Exhaustion Headroom Calculation

To determine how many concurrent users the system can support:

headroom = floor(pool_size / connections_per_request) - concurrent_users

Where connections_per_request is the count of separate pool connections consumed across the full middleware + dependency chain for the worst-case request path.

Example at 10 concurrent users with a vault-scoped POST:

Each request: auth (1 connection) + evaluate_policy (1 connection, standalone) = 2 connections
Main pool: 10
Without double-connection fix: floor(10 / 2) - 10 = -5 → exhausted (5 users worth of requests blocking)
With double-connection fix: floor(10 / 1) - 10 = 0 → at capacity

The headroom formula reveals that eliminating the double-connection pattern is a 2× improvement in effective capacity.

`asyncio.to_thread` Usage Pattern

Services using asyncio.to_thread for sync DB operations (correct — SQLite I/O releases GIL during C-level execution):

MemoryStore: search_memories() → calls _fts_search + _dense_search (both sync, connections held sequentially, not simultaneously)
======
[To be done] Reproduce the connection-pool headroom text verbatim, in its entirety.

[Supplied material]
======
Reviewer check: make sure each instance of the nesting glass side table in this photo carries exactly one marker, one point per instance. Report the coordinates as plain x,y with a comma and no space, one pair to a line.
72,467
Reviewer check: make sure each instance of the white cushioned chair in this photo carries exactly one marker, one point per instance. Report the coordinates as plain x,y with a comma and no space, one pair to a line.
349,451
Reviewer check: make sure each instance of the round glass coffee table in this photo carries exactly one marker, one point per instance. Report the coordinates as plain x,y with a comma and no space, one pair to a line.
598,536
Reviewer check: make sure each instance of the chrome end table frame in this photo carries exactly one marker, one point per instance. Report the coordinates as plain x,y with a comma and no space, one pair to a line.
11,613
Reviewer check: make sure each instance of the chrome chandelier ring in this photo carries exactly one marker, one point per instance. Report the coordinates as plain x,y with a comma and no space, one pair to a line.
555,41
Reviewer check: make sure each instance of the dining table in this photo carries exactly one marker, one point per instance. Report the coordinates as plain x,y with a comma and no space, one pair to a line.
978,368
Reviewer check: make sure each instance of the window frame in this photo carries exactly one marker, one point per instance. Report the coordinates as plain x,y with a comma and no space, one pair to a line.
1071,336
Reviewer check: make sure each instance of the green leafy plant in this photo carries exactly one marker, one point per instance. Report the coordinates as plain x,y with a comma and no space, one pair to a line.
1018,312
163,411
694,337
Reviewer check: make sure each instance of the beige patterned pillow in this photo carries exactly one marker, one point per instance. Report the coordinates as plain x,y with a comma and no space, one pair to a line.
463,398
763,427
======
[Solution for this exercise]
Exhaustion Headroom Calculation

To determine how many concurrent users the system can support:

headroom = floor(pool_size / connections_per_request) - concurrent_users

Where connections_per_request is the count of separate pool connections consumed across the full middleware + dependency chain for the worst-case request path.

Example at 10 concurrent users with a vault-scoped POST:

Each request: auth (1 connection) + evaluate_policy (1 connection, standalone) = 2 connections
Main pool: 10
Without double-connection fix: floor(10 / 2) - 10 = -5 → exhausted (5 users worth of requests blocking)
With double-connection fix: floor(10 / 1) - 10 = 0 → at capacity

The headroom formula reveals that eliminating the double-connection pattern is a 2× improvement in effective capacity.

`asyncio.to_thread` Usage Pattern

Services using asyncio.to_thread for sync DB operations (correct — SQLite I/O releases GIL during C-level execution):

MemoryStore: search_memories() → calls _fts_search + _dense_search (both sync, connections held sequentially, not simultaneously)